═════ MATERIALS PROVIDED

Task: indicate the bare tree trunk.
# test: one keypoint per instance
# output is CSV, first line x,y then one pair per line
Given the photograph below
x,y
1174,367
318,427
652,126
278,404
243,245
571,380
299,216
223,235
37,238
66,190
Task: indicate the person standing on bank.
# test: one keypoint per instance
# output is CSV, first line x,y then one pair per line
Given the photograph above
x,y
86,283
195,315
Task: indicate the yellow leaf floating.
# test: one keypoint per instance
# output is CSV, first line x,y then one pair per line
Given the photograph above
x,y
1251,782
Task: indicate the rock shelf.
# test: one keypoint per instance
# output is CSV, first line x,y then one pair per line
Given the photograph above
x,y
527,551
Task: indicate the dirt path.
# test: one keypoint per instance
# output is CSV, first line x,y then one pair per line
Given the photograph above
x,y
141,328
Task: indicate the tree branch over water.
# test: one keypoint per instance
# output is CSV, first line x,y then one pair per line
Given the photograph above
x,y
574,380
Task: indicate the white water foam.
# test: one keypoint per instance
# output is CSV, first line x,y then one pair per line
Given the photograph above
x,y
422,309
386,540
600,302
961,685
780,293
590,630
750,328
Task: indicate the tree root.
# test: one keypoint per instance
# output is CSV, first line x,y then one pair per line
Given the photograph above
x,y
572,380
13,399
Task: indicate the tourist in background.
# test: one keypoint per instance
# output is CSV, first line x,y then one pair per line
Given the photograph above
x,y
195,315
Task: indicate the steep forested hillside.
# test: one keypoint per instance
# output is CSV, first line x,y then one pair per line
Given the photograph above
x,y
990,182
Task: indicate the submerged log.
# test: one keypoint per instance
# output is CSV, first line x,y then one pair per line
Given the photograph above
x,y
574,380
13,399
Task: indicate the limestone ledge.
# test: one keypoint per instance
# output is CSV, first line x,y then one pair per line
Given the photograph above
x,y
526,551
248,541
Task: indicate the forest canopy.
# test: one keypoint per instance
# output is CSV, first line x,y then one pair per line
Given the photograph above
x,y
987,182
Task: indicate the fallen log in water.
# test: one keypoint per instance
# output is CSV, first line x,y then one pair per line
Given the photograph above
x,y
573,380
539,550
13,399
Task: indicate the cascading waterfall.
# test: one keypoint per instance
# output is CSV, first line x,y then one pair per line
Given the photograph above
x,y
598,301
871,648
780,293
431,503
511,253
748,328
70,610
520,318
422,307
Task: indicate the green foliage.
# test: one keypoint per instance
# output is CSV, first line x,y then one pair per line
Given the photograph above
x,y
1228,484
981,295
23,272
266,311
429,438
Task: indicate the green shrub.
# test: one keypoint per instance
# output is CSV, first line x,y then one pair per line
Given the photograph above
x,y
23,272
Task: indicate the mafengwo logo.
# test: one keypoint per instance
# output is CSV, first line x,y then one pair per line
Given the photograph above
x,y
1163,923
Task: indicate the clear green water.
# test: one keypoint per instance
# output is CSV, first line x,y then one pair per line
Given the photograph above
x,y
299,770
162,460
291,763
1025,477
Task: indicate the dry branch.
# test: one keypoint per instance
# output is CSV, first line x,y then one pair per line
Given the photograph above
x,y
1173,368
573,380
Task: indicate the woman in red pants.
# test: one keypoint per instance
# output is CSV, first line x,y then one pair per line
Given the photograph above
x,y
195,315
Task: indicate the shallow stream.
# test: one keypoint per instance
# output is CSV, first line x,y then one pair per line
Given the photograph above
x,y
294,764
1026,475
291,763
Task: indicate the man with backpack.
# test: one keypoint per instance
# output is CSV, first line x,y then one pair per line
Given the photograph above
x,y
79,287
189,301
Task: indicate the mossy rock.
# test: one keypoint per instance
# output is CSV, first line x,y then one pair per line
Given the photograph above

══════════

- [TASK REQUIREMENTS]
An exact reproduction of all the records is needed.

- [TASK OUTPUT]
Task: indicate the bare tree trunk.
# test: one keypoint per instance
# output is CSV, first line x,y then one pair per line
Given the photograph below
x,y
1174,367
318,427
652,126
278,404
243,245
571,380
299,216
223,235
37,238
66,190
Task: indicate the person standing on bank.
# test: one keypoint per instance
# output is CSV, first line x,y then one pair per line
Given the photograph above
x,y
86,283
195,315
Task: indicate the yellow leaf floating.
# test: one keypoint per instance
# output is CSV, first line x,y then one pair per line
Given the photograph above
x,y
1251,782
Task: indicate the rock shelf.
# test: one keypoint per instance
# output is CSV, first line x,y then one pair per line
Given the photograph above
x,y
527,551
Task: indicate the dirt path.
# test: one keypoint per instance
# output is CSV, first line x,y then one pair per line
Given the photograph above
x,y
141,328
Task: indicate the tree branch over water.
# test: one keypoint per instance
# output is CSV, first line x,y then one pair per line
Given the photograph above
x,y
574,380
Task: indicate the white water foam.
# test: one keypoint per instance
# output is CSV, first line x,y then one pair per line
Given the photograph above
x,y
422,309
386,540
600,302
961,685
780,293
590,630
750,328
Task: indicate the tree root.
# test: one keypoint per instance
# output is CSV, first line x,y then one pair per line
Given the photograph above
x,y
572,380
13,399
Task: indicate the tourist in background.
# test: one keypoint per instance
# output is CSV, first line x,y then one pair per line
Given the photograph above
x,y
195,315
Task: indicate the steep forested hillside.
# test: one keypoint per instance
# output is CSV, first line x,y then one pair per line
Given the photograph above
x,y
990,182
Task: indicate the submerged log.
# test: one keypoint per instance
# output is CSV, first line x,y then one pair per line
Given the photograph above
x,y
574,380
13,399
Task: indicate the limestone ledge.
# test: one keypoint per instance
# output is CSV, first line x,y then one pair per line
Given the photograph above
x,y
526,551
248,541
Task: indicate the forest canopy.
# test: one keypoint per instance
# output is CSV, first line x,y then one pair per line
Given the photograph above
x,y
987,182
Task: indicate the fallen log in water.
# test: one keypoint per instance
# output is CSV, first line x,y then one pair per line
Given the photograph above
x,y
573,380
539,550
13,399
Task: indicate the cascading waterfall.
# test: one keypoint per instance
# output is CSV, first line x,y then one pair per line
Given the photograph above
x,y
598,301
871,648
780,293
431,503
511,253
748,328
70,610
520,318
422,307
Task: indicate the green foliage.
# test: one keypoint per instance
# output is CSV, first line x,y then one pair per line
Given the photograph above
x,y
1228,484
981,295
23,272
266,311
429,438
Task: indicate the green shrub.
# test: one keypoint per instance
# output is CSV, first line x,y then one pair per line
Given the photograph above
x,y
23,272
Task: indicate the mafengwo logo.
# test: one keypoint per instance
# output is CSV, first line x,y then one pair per line
Given the photograph above
x,y
1163,923
Task: indicate the clear green water.
# test: one keypoint per instance
# output is CSV, first line x,y then one pair per line
Given the photograph above
x,y
299,770
162,460
291,763
1025,477
Task: indicate the dry branch.
# test: one keypoint per instance
# output is CSV, first line x,y then one pair per line
Given the photograph above
x,y
1173,368
573,380
Task: indicate the woman in red pants.
# test: one keypoint per instance
# output is CSV, first line x,y then one pair per line
Given the photograph above
x,y
195,315
Task: indicate the shallow stream.
# test: one keypoint per instance
# output is CSV, first line x,y then one pair per line
Given the photograph above
x,y
294,764
1026,475
291,763
Task: indicate the man with backpack.
# test: one keypoint per instance
# output is CSV, first line x,y then one pair per line
Given the photograph above
x,y
79,287
189,301
Task: indicate the mossy rock.
# test: one keypoint per instance
# output is CSV, first line x,y then one pair per line
Given the photograph above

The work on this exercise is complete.